**COSA FARE**
Disponi in una tabella Markdown le righe dall'inizio dei dati fino alla riga che contiene "[[137, 56], [75, 154], [140, 60], [161, 60]]", entrambe incluse, con le colonne "Numero" e "Riga" e senza le righe vuote. Lascia fuori dalla risposta le immagini.

**DATI FORNITI**
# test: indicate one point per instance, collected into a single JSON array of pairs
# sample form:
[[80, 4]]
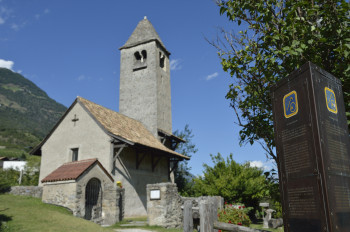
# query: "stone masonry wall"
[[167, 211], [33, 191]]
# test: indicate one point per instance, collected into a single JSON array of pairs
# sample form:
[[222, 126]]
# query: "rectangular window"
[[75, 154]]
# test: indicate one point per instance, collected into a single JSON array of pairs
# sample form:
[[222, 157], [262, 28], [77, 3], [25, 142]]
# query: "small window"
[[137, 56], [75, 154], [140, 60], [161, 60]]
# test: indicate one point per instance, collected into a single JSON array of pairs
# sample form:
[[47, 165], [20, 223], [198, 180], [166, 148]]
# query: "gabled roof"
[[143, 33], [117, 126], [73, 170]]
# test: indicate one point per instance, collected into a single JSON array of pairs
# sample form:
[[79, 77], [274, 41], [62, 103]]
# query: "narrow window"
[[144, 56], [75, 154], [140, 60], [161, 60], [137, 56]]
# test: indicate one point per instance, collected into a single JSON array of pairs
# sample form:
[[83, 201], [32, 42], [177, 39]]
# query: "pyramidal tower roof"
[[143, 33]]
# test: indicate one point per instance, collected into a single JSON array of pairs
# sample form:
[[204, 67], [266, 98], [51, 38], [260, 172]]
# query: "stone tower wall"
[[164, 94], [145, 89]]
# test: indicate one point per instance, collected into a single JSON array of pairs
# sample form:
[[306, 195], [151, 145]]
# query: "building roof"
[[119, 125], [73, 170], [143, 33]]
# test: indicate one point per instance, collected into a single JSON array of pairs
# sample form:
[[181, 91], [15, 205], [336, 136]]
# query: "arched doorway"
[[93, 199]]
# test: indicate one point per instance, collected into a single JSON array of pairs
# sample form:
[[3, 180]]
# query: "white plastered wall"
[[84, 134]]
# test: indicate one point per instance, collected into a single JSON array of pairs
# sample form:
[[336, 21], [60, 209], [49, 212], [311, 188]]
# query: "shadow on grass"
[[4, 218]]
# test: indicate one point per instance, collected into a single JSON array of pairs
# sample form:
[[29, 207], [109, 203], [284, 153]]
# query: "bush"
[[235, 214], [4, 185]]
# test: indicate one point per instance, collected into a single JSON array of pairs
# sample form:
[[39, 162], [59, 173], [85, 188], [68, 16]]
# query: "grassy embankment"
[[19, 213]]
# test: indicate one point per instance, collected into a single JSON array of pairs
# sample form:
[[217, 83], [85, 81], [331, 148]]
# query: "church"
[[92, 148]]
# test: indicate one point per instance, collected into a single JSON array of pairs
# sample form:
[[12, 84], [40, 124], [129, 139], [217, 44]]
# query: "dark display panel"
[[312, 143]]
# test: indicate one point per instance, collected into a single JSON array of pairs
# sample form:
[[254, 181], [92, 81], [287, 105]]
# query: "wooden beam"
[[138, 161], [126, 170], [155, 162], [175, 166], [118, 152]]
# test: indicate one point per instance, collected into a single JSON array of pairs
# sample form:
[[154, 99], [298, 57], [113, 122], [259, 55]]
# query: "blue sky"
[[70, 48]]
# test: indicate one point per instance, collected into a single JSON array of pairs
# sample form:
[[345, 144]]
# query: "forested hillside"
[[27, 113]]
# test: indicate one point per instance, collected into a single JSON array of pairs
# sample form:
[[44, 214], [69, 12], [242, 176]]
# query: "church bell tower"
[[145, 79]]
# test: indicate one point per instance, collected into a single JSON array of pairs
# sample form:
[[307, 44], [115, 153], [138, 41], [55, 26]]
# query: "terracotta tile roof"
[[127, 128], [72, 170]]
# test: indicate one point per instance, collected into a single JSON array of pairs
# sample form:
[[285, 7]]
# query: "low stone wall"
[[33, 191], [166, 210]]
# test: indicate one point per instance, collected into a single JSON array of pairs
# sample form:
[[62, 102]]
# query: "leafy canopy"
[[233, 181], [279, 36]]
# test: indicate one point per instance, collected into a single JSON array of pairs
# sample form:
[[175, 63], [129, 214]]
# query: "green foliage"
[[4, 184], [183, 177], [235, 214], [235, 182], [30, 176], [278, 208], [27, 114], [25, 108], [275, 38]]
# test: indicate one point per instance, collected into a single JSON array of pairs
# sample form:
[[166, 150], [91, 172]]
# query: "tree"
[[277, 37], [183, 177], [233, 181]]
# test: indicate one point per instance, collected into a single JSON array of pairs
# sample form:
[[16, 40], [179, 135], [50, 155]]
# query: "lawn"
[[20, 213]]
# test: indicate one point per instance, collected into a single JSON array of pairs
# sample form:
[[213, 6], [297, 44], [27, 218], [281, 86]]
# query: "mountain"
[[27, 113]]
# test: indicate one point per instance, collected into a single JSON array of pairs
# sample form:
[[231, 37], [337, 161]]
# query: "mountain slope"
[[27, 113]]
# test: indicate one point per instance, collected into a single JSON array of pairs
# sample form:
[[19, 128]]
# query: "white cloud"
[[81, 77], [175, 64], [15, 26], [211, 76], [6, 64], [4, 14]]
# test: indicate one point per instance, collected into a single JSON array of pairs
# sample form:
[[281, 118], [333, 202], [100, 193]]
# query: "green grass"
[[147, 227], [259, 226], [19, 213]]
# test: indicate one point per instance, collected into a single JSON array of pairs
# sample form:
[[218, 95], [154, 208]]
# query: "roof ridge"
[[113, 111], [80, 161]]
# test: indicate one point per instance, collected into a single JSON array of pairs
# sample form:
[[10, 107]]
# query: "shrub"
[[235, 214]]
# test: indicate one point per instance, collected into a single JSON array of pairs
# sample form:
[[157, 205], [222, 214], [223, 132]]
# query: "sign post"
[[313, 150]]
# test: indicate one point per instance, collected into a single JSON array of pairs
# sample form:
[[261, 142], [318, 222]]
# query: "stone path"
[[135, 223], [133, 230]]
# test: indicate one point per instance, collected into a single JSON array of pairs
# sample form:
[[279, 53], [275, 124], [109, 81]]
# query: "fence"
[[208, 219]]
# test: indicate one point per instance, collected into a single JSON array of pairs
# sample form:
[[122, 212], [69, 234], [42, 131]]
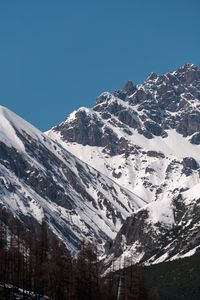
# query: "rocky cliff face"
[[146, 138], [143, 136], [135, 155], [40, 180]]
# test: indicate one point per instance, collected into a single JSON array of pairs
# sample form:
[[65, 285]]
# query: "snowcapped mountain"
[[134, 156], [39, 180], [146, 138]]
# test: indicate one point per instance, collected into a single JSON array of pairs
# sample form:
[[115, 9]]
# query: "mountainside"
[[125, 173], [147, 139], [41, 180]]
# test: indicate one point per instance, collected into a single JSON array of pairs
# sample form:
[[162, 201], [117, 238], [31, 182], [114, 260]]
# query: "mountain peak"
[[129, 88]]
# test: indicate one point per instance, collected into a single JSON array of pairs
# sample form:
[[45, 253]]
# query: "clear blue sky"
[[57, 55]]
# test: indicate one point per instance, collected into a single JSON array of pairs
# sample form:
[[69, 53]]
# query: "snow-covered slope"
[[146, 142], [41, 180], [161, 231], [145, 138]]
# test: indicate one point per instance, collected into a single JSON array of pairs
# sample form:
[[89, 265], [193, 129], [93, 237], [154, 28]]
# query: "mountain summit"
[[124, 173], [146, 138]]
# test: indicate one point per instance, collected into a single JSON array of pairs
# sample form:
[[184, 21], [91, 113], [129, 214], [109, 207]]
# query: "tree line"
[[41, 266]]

**RISPOSTA**
| Numero | Riga |
|---|---|
| 1 | # test: indicate one point per instance, collected into a single JSON array of pairs |
| 2 | # sample form: |
| 3 | [[80, 4]] |
| 4 | # query: "stone masonry wall" |
| 5 | [[167, 211], [33, 191]] |
| 6 | # test: indicate one point per instance, collected into a single JSON array of pairs |
| 7 | # sample form: |
| 8 | [[222, 126]] |
| 9 | # query: "rectangular window" |
| 10 | [[75, 154]] |
| 11 | # test: indicate one point per instance, collected into a single JSON array of pairs |
| 12 | # sample form: |
| 13 | [[222, 157], [262, 28], [77, 3], [25, 142]] |
| 14 | # query: "small window" |
| 15 | [[137, 56], [75, 154], [140, 60], [161, 60]] |